◆ **Brano selezionato**
>>
Ciao, Antonio. Perché hai scelto di scrivere “Cattive divise”?

Forse la mia è una visione un po’ troppo romantica dell’ “arte dello scrivere”, ma credo che una storia da raccontare non si scelga.

Risponde ad un’esigenza profonda che ad un certo punto del tuo percorso, senti dentro.

È un po’ come se sia lei, ad un certo punto, a decidere che sia arrivato il momento giusto per venire fuori.

Ad ogni modo, credo che la storia della banda della Uno Bianca, sia una di quelle che merita di essere raccontata ancora.

È stata una vicenda così tragica e terribile da aver inciso profondamente il tessuto sociale della nostra nazione.

Le vicende della banda della Uno Bianca si intrecciano, inevitabilmente, con quelle dell’Italia stragista dei primi Anni Novanta. Come spiegheresti quel periodo alle nuove generazioni?

È un discorso complesso e difficilmente affrontabile in maniera non strutturata.

Personalmente amo ricordare che negli stessi anni nei quali i criminali della Uno Bianca spargevano morte e distruzione, c’erano “servitori dello Stato” che hanno dato la loro vita per questo Paese e per le istituzioni.

Il fatto che cinque dei sei componenti della banda fossero poliziotti ha imbarazzato o incuriosito la Polizia di Stato?

Non solo la Polizia di Stato, ma tutte le Forze dell’Ordine immagino abbiano, una volta appresa la notizia, provato un profondo senso di disagio.

Probabilmente è stata una cosa difficile da “digerire” più per la Polizia di Stato che per altri corpi

Ritengo però che a prescindere da quale sia la divisa che s’indossi, chiunque abbia scelto di servire e proteggere il nostro paese, si sia sentito profondamente oltraggiato da questa vicenda.
<<
◆ **Istruzioni**
1: Riporta tutte le frasi interrogative che l'intervista su “Cattive divise” rivolge ad Antonio.
2: Nell'intervista su “Cattive divise”, quanti componenti della banda della Uno Bianca erano poliziotti?

◆ **Informazioni mostrate**
>>
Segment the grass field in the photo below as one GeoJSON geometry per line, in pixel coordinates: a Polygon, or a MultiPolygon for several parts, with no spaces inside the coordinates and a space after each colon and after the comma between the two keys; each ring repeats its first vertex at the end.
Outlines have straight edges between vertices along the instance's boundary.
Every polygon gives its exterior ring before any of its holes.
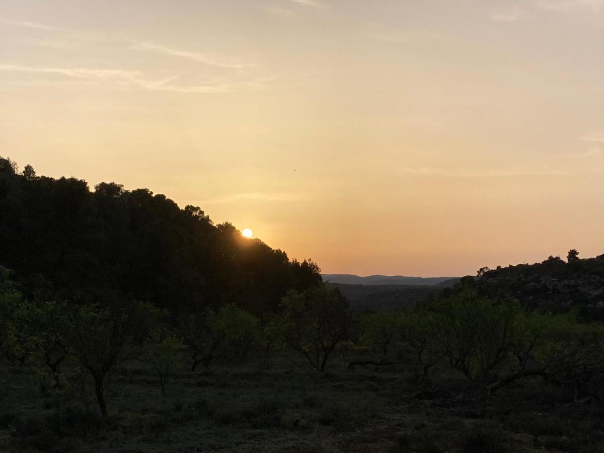
{"type": "Polygon", "coordinates": [[[44,391],[29,367],[6,369],[0,451],[604,451],[604,405],[538,380],[489,396],[436,370],[420,391],[404,370],[352,371],[342,355],[327,376],[289,353],[251,356],[194,373],[183,361],[165,398],[151,368],[127,362],[111,376],[108,422],[73,390],[44,391]]]}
<<
◆ **Risposte**
1:
- Perché hai scelto di scrivere “Cattive divise”?
- Come spiegheresti quel periodo alle nuove generazioni?
- Il fatto che cinque dei sei componenti della banda fossero poliziotti ha imbarazzato o incuriosito la Polizia di Stato?

2: Cinque dei sei componenti.